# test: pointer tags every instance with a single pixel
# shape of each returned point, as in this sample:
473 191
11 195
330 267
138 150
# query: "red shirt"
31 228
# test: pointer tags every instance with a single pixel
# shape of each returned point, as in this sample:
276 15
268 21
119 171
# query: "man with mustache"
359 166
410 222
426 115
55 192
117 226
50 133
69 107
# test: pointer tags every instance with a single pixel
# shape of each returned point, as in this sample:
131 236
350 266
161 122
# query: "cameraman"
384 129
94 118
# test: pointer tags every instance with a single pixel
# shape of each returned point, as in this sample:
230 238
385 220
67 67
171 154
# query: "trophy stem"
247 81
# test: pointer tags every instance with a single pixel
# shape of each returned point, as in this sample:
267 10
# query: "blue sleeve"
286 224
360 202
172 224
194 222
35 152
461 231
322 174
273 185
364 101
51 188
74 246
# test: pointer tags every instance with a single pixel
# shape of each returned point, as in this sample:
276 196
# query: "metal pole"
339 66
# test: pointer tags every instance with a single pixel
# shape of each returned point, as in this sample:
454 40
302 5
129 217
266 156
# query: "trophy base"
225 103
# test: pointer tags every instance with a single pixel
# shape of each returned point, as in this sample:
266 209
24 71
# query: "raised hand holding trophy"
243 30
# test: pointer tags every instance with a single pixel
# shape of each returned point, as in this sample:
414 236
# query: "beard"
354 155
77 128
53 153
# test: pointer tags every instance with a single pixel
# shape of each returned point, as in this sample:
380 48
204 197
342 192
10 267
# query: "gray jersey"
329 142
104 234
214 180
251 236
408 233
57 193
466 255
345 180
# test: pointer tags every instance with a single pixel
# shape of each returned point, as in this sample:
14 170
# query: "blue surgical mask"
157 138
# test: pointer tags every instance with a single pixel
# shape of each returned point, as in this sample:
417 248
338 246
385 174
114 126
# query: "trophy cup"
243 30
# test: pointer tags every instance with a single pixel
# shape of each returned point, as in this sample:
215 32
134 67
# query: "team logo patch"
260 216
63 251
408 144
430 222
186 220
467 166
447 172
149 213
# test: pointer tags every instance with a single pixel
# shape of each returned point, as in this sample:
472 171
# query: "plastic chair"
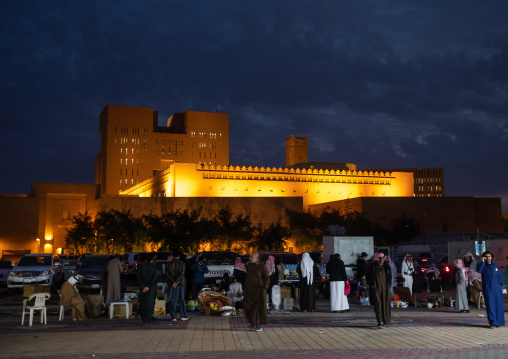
480 296
39 304
62 312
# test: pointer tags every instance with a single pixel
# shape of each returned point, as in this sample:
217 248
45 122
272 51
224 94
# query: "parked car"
82 257
91 273
41 268
280 257
5 268
71 268
129 263
218 263
445 270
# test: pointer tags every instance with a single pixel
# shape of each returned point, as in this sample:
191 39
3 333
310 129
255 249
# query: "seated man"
69 295
235 293
433 278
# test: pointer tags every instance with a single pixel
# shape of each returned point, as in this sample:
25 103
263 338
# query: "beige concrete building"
144 167
314 186
134 146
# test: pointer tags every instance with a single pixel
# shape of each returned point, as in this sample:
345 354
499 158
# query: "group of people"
257 279
69 293
415 276
489 274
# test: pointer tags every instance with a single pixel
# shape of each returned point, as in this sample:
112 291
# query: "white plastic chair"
39 304
62 311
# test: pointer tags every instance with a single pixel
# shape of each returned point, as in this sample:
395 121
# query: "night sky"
375 83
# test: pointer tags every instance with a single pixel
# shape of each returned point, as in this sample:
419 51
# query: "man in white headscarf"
69 295
308 272
407 272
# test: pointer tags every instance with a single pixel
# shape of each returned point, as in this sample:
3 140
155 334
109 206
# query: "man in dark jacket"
379 278
361 269
173 273
147 279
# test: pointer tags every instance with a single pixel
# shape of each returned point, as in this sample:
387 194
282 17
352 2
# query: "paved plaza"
414 333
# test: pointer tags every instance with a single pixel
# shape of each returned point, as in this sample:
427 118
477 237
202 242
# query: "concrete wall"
19 223
434 214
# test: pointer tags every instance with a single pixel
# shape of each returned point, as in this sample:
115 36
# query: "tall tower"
297 150
134 147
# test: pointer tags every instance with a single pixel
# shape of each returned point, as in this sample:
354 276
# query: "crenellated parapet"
287 171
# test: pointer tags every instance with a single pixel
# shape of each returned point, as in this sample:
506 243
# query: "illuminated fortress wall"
314 186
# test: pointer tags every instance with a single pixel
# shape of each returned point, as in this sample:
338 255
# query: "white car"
42 268
5 269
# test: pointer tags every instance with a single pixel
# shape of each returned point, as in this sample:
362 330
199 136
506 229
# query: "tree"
272 238
231 232
178 230
404 229
82 234
119 229
305 229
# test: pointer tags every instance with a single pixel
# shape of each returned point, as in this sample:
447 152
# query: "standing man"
379 278
256 285
114 269
407 272
174 275
361 270
492 290
337 271
147 279
200 269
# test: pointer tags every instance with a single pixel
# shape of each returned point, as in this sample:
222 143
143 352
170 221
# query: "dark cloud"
379 84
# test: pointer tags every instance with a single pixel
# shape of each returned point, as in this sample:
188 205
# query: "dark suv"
91 271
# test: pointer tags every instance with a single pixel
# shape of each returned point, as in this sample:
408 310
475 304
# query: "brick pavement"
414 333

__________

→ Exercise details: The pictures should not appear in the copy; every other part of the records above must be returned exactly.

→ Finished task:
# test: pointer tags every instance with a single pixel
# shape of each returned point, as in this sample:
473 191
11 195
330 267
138 150
# query: "red shirt"
31 228
# test: pointer tags every instance with a single pixel
# shape of each returned point, as in this sample:
276 15
268 21
119 171
# query: "man with mustache"
359 166
410 222
426 115
55 192
117 226
50 133
69 107
# test: pointer tags every instance with a single pixel
# shape of each returned point, as in this sample:
131 236
350 266
161 122
# query: "cameraman"
384 129
94 118
# test: pointer tags every instance with a single pixel
# shape of each returned point, as in this sample:
230 238
385 220
67 67
171 154
# query: "trophy stem"
247 81
# test: pointer tags every instance with a single pixel
# shape of each returned point, as in this sample:
267 10
# query: "blue sleeve"
286 224
360 202
172 224
194 222
35 152
461 231
322 174
273 185
364 101
51 188
74 246
# test: pointer tags every instance with a single pixel
# shape of each returned point, as in this sample:
276 196
# query: "metal pole"
339 66
# test: pointer tags every instance with a single pixel
# shape of each returned point, as in this sample:
454 40
302 5
129 217
266 156
# query: "trophy base"
225 103
# test: pointer tags every instance with a single pixel
# shape of each returned point, as in this sample:
266 209
24 71
# query: "raised hand holding trophy"
243 30
# test: pointer tags every instance with a single pixel
# shape of each returned point, as in this sample:
414 236
# query: "beard"
354 155
77 128
53 153
# test: pointer tags every instance with a single pixel
# shape of each returned point, as in this sample:
380 48
204 197
342 192
10 267
# query: "gray jersey"
329 142
104 234
214 180
251 236
408 233
57 193
466 255
345 180
# test: pointer tags every instance with a single pixel
# shape of each returned point, as in this sample:
14 170
# query: "blue surgical mask"
157 138
# test: pointer tags every instance with a single pixel
# shape of each returned point, as in this sample:
417 248
338 246
385 174
114 126
# query: "trophy cup"
243 30
# test: pointer tags every instance with a single pixel
# shape of each returned point, as in this sample:
215 32
134 67
# query: "team logo patch"
260 216
63 251
408 144
430 222
186 220
467 166
447 172
149 213
# test: pointer tags every instance with a single pixel
# shape of each returned point, as in this sample:
472 171
# query: "plastic chair"
480 296
39 304
62 312
# test: pointer tags every instance with a single pixel
# shape of each returned point, as in this sample:
217 248
45 122
272 51
224 94
# query: "parked car"
82 257
91 273
41 268
280 257
5 268
71 268
129 263
218 263
445 270
# test: pointer tags every instance with a single pixel
# shape of each returned point, as in this sample:
191 39
3 333
310 129
255 249
# query: "seated man"
69 295
235 293
433 278
# test: pointer tags every instance with a single pixel
# shape of each returned point, as in this sample:
25 103
263 338
# query: "beige concrete building"
144 167
314 186
134 146
# test: pointer tags every instance with a single pixel
# shape of each returned point, as in this sample:
345 354
499 158
# query: "group of people"
257 279
69 293
415 276
489 274
# test: pointer tags every instance with a single pixel
# shape of each returned point, as in this sample:
112 291
# query: "white plastic chair"
39 304
62 311
# test: pointer tags every instance with a single pixel
# shape of each returned point, as in this sample:
395 121
# query: "night sky"
375 83
# test: pointer tags every instance with a single pixel
# shape of each returned point, as in this sample:
419 51
# query: "man in white headscarf"
69 295
308 272
407 272
# test: pointer tags every instance with a single pixel
# shape of each returned point, as in this sample:
3 140
155 334
109 206
# query: "man in dark jacket"
379 278
361 269
173 273
147 279
# test: pointer tags every instance with a single pixel
# shape of each returned point, as in this sample:
387 194
282 17
352 2
# query: "paved plaza"
414 333
# test: pointer tags every instance with a single pixel
# shape of each returned point, as in this sample:
427 118
477 237
202 242
# query: "concrete wall"
19 223
434 214
# test: pointer tags every instance with a single pixel
# shape of each returned point, as in this sample:
115 36
# query: "tall tower"
297 150
134 147
# test: pointer tags every instance with a single pixel
# shape of each returned point, as in this sample:
354 276
# query: "crenellated parapet"
287 171
# test: pointer tags every instance with a single pixel
# shape of each returned point, as in this sample:
506 243
# query: "illuminated fortress wall"
314 186
# test: pointer tags every instance with a single pixel
# shape of each returned point, as in this sample:
338 255
# query: "white car"
42 268
5 269
# test: pointer tags every instance with a single pixel
# shape of each returned point, as in this sample:
362 330
199 136
506 229
# query: "tree"
272 238
231 232
178 230
404 229
82 234
119 229
305 229
# test: pointer tags every instance with a single pixel
# shape of each returned point, as in this sample:
447 152
# query: "standing man"
379 278
256 285
114 269
407 272
174 275
361 270
492 290
337 271
147 279
200 269
# test: pointer tags every instance with a single pixel
# shape of each returned point, as in this sample:
222 143
143 352
170 221
# query: "dark cloud"
379 84
# test: pointer tags every instance with a single pixel
# shape of each returned point, as in this sample:
188 205
# query: "dark suv"
91 271
# test: pointer tags every instance with a single pixel
# shape of each returned point, as in this sample:
408 310
475 304
# query: "brick pavement"
414 333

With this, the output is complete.